Source extract ->
------------------------------------------------

I often express thanks, to God or chance, that I wasn’t born a Christian. As such, I am free of implicit association with the sort of (sub-)human garbage we scoff at in places like the Dalrock comment section. For example:
False rape accusations
Harassment of children
Of course, this is the cue for men like Derek to appear and “rebuild the mound” with claims that all the thousands of scroungy Christians (who daily dance for my entertainment) aren’t actually Christians.
This makes no sense and can be immediately dismissed. The existence of “true Christians” would entail some of them showing up when the Christian scum behave badly, and shutting the miscreants up. Men are what they do, and when Dalrock and Cane Caldo behave in their typical fashion, they are illustrating Christian praxis on a minute-by-minute basis. The reality is that Dalrock, Cane Caldo and Deti are the “true Christians,” and normal, decent men reflexively reject them and their filthy religion.
Down below, our brother Jason points out some of the problems with Christian moral hygeine, and he comes to some of the same conclusions I do.
Heaven will be that place where I am not. Thankfully. I could not stand an eternity with the Christian man-o-sphere, and even IF I still was a christian….I would not be going according to 99% of them because some other made up rule, or interpeted verse of what jesus *really* meant to say. the modern christian heaven is a place for maybe 50 people and their families………
The Christian heaven will be a place for low men like Cane Caldo to indulge in endless lying and girly backbiting, usually involving stories of sodomy and pedophilia. It will be a place where halfmen like Dalrock incite his dozen brain-dead followers to harass the uninvolved children of whoever differed with him the day before. It will have Counselor Deti ready to excuse all this with laughable appeals to the moral rightness of bearing false-witness.

------------------------------------------------

Given material ->
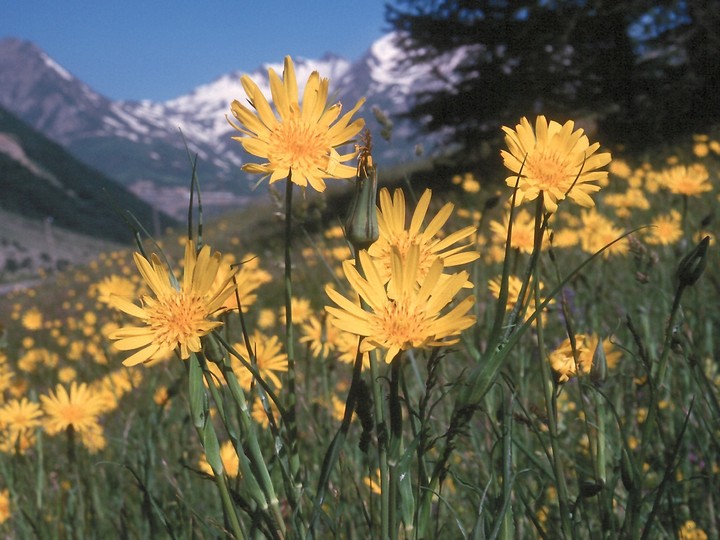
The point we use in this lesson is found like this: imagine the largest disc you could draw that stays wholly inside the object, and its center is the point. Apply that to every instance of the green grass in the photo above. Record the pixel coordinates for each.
(620, 452)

------------------------------------------------

Problem 1 -> Return the passage of the blog post from "Heaven will be that" to "of bearing false-witness.", copied word for word.
Problem 2 -> Condense the paragraph of the blog post that begins "Heaven will be that place where I am not" into no more than three sentences that keep its main points.

Response 1 ->
Heaven will be that place where I am not. Thankfully. I could not stand an eternity with the Christian man-o-sphere, and even IF I still was a christian….I would not be going according to 99% of them because some other made up rule, or interpeted verse of what jesus *really* meant to say. the modern christian heaven is a place for maybe 50 people and their families………
The Christian heaven will be a place for low men like Cane Caldo to indulge in endless lying and girly backbiting, usually involving stories of sodomy and pedophilia. It will be a place where halfmen like Dalrock incite his dozen brain-dead followers to harass the uninvolved children of whoever differed with him the day before. It will have Counselor Deti ready to excuse all this with laughable appeals to the moral rightness of bearing false-witness.

Response 2 -> I am glad heaven will be a place where I am not, because I could not stand an eternity with the Christian man-o-sphere. Even if I were still a Christian, 99% of them would say I was not going there because of some made-up rule or reading of what Jesus really meant. The modern Christian heaven is a place for maybe 50 people and their families.